Given task: Can you copy out the listing exactly, from the line with "phrase -- man speaking at podium" through the end of the listing, leaving the pictures out?

++++++++++

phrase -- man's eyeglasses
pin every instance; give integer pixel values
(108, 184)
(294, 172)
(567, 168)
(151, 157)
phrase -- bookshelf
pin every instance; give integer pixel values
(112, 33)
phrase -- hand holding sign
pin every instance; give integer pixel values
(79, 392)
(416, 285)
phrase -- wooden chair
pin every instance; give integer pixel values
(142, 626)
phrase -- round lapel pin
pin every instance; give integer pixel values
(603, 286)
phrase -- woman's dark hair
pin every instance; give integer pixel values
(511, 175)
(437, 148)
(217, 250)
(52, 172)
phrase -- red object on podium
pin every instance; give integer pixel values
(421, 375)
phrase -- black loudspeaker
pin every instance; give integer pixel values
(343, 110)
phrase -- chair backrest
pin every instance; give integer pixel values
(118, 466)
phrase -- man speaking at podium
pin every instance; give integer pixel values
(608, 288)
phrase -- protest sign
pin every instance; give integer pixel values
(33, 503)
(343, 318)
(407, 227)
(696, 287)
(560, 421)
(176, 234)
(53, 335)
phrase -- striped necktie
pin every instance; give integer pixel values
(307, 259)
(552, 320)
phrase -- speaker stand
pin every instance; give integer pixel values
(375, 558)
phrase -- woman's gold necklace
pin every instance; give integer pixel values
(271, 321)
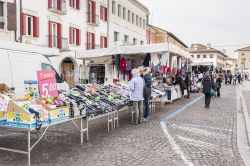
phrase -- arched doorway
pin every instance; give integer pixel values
(68, 71)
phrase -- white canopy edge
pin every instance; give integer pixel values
(28, 48)
(131, 49)
(202, 63)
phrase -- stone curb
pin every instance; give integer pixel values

++++++++++

The reply:
phrase -- man speaking at podium
pin every instance; give integer pixel values
(608, 288)
phrase -- protest sign
pin every instance; give integer pixel values
(33, 503)
(343, 318)
(407, 227)
(696, 287)
(560, 421)
(176, 234)
(53, 335)
phrase -- striped necktie
pin every instance; give integer pixel values
(307, 259)
(552, 320)
phrase -- speaker stand
pin every instance; give integer pixel values
(375, 558)
phrase -- woman's gold necklace
pin every instance; give integer pixel values
(271, 321)
phrase -- arched doorway
pin every instance; give integer pixel values
(68, 71)
phrase -- white canopy edge
pin every instance; give integer pixel values
(28, 48)
(131, 49)
(202, 63)
phrase -- stone curb
pin every instance; give integer pixel values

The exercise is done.